**** Exercise materials

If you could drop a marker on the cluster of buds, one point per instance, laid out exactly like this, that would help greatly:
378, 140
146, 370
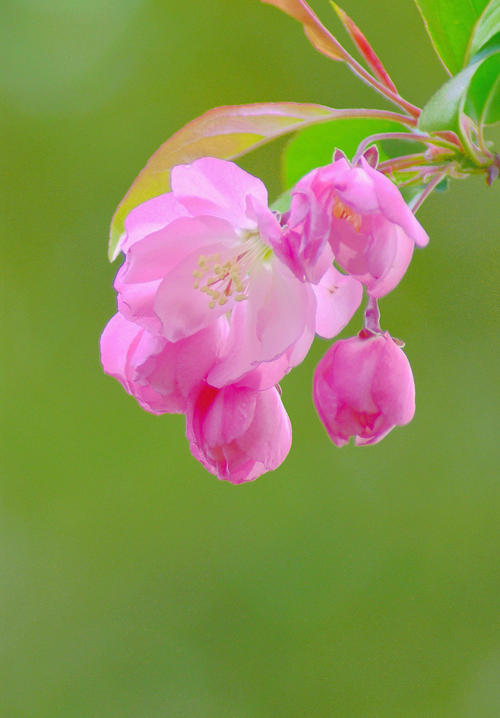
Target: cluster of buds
219, 297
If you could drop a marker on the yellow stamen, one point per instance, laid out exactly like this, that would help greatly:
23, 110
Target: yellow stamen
342, 211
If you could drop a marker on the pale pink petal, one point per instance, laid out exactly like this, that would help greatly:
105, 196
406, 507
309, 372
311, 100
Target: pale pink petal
337, 297
266, 325
183, 308
149, 217
216, 187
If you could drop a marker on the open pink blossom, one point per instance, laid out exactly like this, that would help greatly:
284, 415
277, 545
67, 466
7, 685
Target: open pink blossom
158, 373
363, 388
207, 250
238, 433
357, 215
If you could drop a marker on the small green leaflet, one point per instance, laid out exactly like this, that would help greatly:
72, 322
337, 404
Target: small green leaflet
314, 146
472, 90
450, 24
486, 27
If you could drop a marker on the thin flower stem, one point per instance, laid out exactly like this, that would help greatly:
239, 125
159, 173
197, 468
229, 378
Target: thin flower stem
408, 136
396, 163
379, 87
418, 202
377, 114
372, 316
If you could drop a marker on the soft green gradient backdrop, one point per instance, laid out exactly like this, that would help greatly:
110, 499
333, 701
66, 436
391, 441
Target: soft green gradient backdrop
353, 583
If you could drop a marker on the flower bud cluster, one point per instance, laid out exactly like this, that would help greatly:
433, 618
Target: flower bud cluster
219, 297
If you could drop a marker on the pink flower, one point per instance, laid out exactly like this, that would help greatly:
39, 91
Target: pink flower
238, 433
363, 387
158, 373
357, 215
207, 250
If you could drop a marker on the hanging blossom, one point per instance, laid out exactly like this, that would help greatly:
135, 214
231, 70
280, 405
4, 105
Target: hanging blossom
357, 216
219, 297
363, 388
205, 251
210, 318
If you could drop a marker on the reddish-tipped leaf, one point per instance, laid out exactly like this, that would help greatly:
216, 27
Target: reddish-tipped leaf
316, 32
224, 132
365, 48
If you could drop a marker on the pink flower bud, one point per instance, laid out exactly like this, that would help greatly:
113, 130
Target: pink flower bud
363, 387
357, 215
238, 433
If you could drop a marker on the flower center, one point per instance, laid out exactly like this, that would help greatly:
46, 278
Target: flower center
224, 280
342, 211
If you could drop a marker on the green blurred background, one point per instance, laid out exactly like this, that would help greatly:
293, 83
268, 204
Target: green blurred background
353, 583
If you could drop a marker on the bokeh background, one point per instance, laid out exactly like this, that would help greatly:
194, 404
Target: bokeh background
353, 583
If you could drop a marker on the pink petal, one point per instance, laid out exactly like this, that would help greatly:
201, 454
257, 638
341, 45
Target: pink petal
217, 187
337, 296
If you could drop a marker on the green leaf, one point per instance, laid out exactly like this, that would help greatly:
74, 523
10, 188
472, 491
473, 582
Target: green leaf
314, 146
224, 132
483, 96
443, 110
486, 27
450, 24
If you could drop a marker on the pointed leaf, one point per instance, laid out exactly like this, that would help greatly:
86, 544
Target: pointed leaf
224, 132
314, 146
450, 24
316, 32
443, 110
486, 27
365, 48
482, 102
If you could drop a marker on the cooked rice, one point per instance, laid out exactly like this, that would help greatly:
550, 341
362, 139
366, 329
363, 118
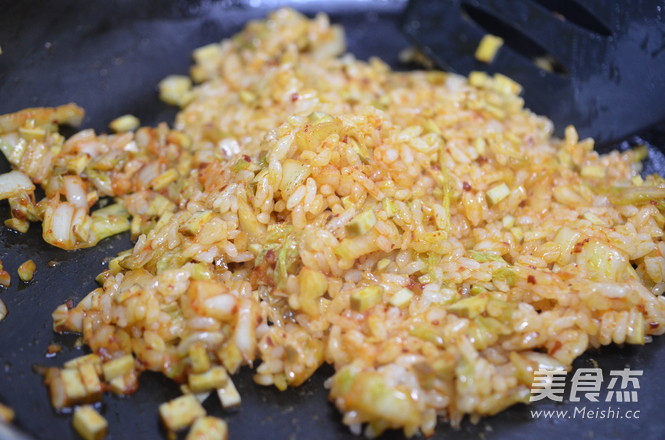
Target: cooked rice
506, 250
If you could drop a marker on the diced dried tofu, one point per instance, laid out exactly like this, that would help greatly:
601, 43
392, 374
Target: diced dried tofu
89, 423
488, 48
91, 359
118, 367
209, 428
181, 412
74, 388
91, 382
216, 377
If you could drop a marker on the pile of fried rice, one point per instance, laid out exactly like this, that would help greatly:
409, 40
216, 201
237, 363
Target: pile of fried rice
420, 231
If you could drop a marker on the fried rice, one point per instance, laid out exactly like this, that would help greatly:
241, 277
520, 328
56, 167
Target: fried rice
420, 231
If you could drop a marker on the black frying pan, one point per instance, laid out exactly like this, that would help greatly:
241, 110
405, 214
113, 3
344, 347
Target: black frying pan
108, 57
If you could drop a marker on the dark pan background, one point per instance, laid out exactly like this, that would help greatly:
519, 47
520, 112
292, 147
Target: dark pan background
108, 57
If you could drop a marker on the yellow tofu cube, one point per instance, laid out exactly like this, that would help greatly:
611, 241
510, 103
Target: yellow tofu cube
216, 377
89, 423
118, 367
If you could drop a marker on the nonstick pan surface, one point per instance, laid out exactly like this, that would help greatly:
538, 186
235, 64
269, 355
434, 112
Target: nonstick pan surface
108, 57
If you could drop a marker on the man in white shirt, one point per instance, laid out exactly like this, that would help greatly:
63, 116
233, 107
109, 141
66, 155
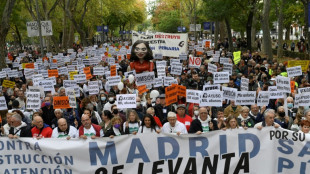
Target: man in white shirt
64, 130
173, 125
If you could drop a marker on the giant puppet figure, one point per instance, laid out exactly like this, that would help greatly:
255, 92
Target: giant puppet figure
141, 54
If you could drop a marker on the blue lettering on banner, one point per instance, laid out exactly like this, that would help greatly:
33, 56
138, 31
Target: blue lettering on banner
161, 148
94, 151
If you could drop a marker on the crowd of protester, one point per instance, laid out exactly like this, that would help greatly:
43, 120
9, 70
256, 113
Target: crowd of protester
98, 115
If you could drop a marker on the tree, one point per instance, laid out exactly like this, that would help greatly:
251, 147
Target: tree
267, 49
6, 8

********

Exercise objective: Could you recast every line of the entries above as a numbered list, skipping blank lines and leaving out the pictures?

Response to this task:
1. If you could drop a marker on the cluster of buds, one point per instance, laid out exactly like this, that would help greatly:
2. 378, 140
3. 146, 370
4. Target: cluster of buds
5. 219, 297
6. If you could drop a marker on the yellow stamen, one point per instance, laid out exactly like this, that would help greatly:
7. 23, 110
8. Target: yellow stamen
9. 342, 211
10. If you could drop a marker on the pale pink petal, one point per instance, laid out exactly like this, that would help greatly:
11. 105, 196
12. 406, 507
13. 309, 372
14. 311, 100
15. Target: pale pink petal
16. 337, 297
17. 266, 325
18. 183, 308
19. 149, 217
20. 216, 187
21. If you could drop a marker on the open pink blossom, one point per instance, laid out exactly like this, that would help greatly:
22. 284, 415
23. 277, 545
24. 67, 466
25. 7, 685
26. Target: open pink blossom
27. 158, 373
28. 363, 388
29. 207, 250
30. 238, 433
31. 357, 215
32. If you could drop a marker on the small green leaflet, one point per instance, laid out exactly like this, that would help greatly:
33. 72, 322
34. 337, 404
35. Target: small green leaflet
36. 314, 146
37. 472, 90
38. 450, 24
39. 486, 27
40. If you could drop a marker on the thin flower stem, one point per instance, laid out exactly like this, that would help greatly:
41. 239, 125
42. 159, 173
43. 197, 468
44. 229, 378
45. Target: thin flower stem
46. 408, 136
47. 396, 163
48. 379, 87
49. 418, 202
50. 377, 114
51. 372, 316
52. If you could drop a marker on the soft green gradient backdrop, one point per instance, laid out exactly like this, that would help greatly:
53. 110, 499
54. 333, 701
55. 66, 436
56. 391, 441
57. Target: soft green gradient backdrop
58. 353, 583
59. If you could drop a marker on the flower bud cluster, one point per instance, laid out exactly like this, that would help greatly:
60. 433, 618
61. Target: flower bud cluster
62. 219, 297
63. If you could drop a marker on the pink flower, one point per instance, laid out exactly like this, that would help greatly:
64. 39, 91
65. Target: pink flower
66. 238, 433
67. 363, 387
68. 158, 373
69. 357, 215
70. 207, 250
71. If you could drop a marker on the hanging blossom, one point per instance, laid out exactly like this, that would help greatly:
72. 135, 214
73. 231, 70
74. 280, 405
75. 4, 105
76. Target: hanging blossom
77. 357, 216
78. 219, 297
79. 363, 388
80. 205, 251
81. 210, 318
82. If you could drop a marker on the reddish-tipped leaf, one point per instance, laid out exactly like this, that would help greatly:
83. 216, 27
84. Target: reddish-tipped leaf
85. 316, 32
86. 224, 132
87. 365, 48
88. If you could drop a marker on the pink flower bud, one point per instance, laid out exactly like this, that would help greatly:
89. 113, 130
90. Target: pink flower bud
91. 363, 387
92. 357, 215
93. 238, 433
94. If you could drop a marker on the flower center, one point per instance, laid out exactly like this, that would help greatly:
95. 46, 278
96. Target: flower center
97. 224, 280
98. 342, 211
99. If you could drop a marker on the green blurred background, one point per instance, laid out exactly like this, that would help greatly:
100. 293, 83
101. 268, 204
102. Target: green blurred background
103. 353, 583
104. If you could drop a marker on the bokeh background, one point per instance, laid out exactly like this, that would help greatly:
105. 194, 404
106. Target: bokeh background
107. 353, 583
108. If you could drop a marker on the pink petal, one point per instance, laid out exactly like this, that would help greatly:
109. 201, 454
110. 257, 638
111. 341, 45
112. Target: pink petal
113. 217, 187
114. 337, 296
115. If you could drop a marker on the green leaf, one point per instance, laid out exactly like this, that would help greatly:
116. 74, 523
117. 10, 188
118. 472, 491
119. 473, 582
120. Target: green leaf
121. 314, 146
122. 224, 132
123. 483, 96
124. 443, 110
125. 486, 27
126. 450, 24
127. If you could drop a marker on the pointed leaf, one point per instance, laid out exactly like this, that would help greatly:
128. 86, 544
129. Target: pointed leaf
130. 224, 132
131. 314, 146
132. 450, 24
133. 316, 32
134. 443, 110
135. 486, 27
136. 365, 48
137. 482, 102
138. If you could drop a marker on the cooked rice, one point per instance, laid out exactly like this, that would help greatly:
139. 550, 341
140. 362, 139
141. 366, 329
142. 363, 118
143. Target: cooked rice
144. 506, 250
145. If you could drop a marker on the diced dried tofu, one point per instance, laid out exactly like this, that would help greatly:
146. 601, 43
147. 392, 374
148. Target: diced dried tofu
149. 89, 423
150. 488, 48
151. 91, 359
152. 118, 367
153. 209, 428
154. 181, 412
155. 74, 388
156. 91, 382
157. 216, 377
158. If you could drop a marker on the pile of fried rice, one point per instance, laid out exactly like this, that would help greatly:
159. 409, 40
160. 216, 201
161. 237, 363
162. Target: pile of fried rice
163. 420, 231
164. If you could drop a marker on the fried rice, one point per instance, laid out exactly like this, that would help greatly:
165. 241, 277
166. 520, 328
167. 56, 167
168. Target: fried rice
169. 420, 231
170. If you could drop a marker on the black frying pan, one point per instance, laid out exactly like this, that would help greatly:
171. 241, 110
172. 405, 214
173. 113, 3
174. 344, 347
175. Target: black frying pan
176. 108, 57
177. If you could drop a marker on the dark pan background, one point per instance, laid out exactly like this, that would help greatly:
178. 519, 47
179. 520, 112
180. 292, 147
181. Target: dark pan background
182. 108, 57
183. If you could drop a marker on the yellow tofu cube, one point per instance, laid out exactly like this, that would help greatly:
184. 611, 241
185. 510, 103
186. Target: yellow tofu cube
187. 216, 377
188. 89, 423
189. 118, 367
190. If you could drop a marker on the nonstick pan surface, one point per instance, laid out exactly like this, that would help greatly:
191. 538, 186
192. 235, 64
193. 269, 355
194. 434, 112
195. Target: nonstick pan surface
196. 108, 57
197. If you could drop a marker on the man in white shirt, one point per instance, laid out exactly like this, that would help greatly:
198. 63, 116
199. 233, 107
200. 109, 141
201. 66, 155
202. Target: man in white shirt
203. 64, 130
204. 173, 125
205. If you could drop a marker on the giant puppet figure, one point per instance, laid out exactly like this, that would help greatly:
206. 255, 92
207. Target: giant puppet figure
208. 141, 54
209. If you could drop a marker on the blue lettering on banner, one point per instance, laid out exactly like this, that would help greatly:
210. 33, 56
211. 138, 31
212. Target: blue lettering on banner
213. 161, 148
214. 94, 151
215. If you could drop a marker on the crowd of protester, one point per instance, laid out exactly like this, that would help greatly:
216. 43, 120
217. 9, 70
218. 256, 113
219. Target: crowd of protester
220. 98, 115
221. If you could drop a marker on the tree, one point per instance, laid out exactly like this, that would help greatly:
222. 251, 147
223. Target: tree
224. 267, 49
225. 6, 8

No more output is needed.